Pull out every line of the data below that contains the word "tree", and copy each one in full.

[Coordinate labeling data]
* BEGIN *

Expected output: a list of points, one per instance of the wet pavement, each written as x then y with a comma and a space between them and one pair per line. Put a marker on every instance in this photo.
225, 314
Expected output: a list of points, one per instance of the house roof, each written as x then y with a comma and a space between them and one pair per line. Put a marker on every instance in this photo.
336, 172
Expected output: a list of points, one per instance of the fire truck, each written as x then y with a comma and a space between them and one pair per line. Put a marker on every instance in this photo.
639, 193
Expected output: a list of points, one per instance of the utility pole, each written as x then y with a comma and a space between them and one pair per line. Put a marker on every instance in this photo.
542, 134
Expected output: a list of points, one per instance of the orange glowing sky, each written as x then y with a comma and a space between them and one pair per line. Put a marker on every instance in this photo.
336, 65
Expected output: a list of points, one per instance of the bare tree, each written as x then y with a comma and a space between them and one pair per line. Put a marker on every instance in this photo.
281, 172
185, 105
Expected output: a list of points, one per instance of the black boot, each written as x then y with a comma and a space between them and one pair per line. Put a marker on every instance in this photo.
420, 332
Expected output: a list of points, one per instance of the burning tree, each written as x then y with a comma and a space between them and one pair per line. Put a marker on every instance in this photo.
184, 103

* END *
* BEGIN *

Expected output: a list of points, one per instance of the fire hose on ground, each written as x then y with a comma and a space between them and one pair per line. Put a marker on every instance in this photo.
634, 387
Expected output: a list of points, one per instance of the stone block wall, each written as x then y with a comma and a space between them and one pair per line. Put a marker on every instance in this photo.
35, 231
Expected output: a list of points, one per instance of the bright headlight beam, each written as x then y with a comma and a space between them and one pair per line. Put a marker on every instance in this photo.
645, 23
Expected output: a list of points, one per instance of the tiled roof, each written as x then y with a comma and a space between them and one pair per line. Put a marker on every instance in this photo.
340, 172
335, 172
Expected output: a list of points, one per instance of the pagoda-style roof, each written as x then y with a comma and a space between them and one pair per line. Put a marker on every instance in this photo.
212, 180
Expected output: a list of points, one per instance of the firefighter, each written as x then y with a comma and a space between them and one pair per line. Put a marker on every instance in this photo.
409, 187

* END *

**Response to this exercise**
Expected output: a list of points, one per instance of the bare tree, each written as x then y with a comma and a space between them and one pair per line. Put a marker on every instance in this photo.
Expected output: a list of points, one per instance of the burning tree, each written as x then y with a comma and a space between them and one pair per line. Put a marker on every instance in this photo.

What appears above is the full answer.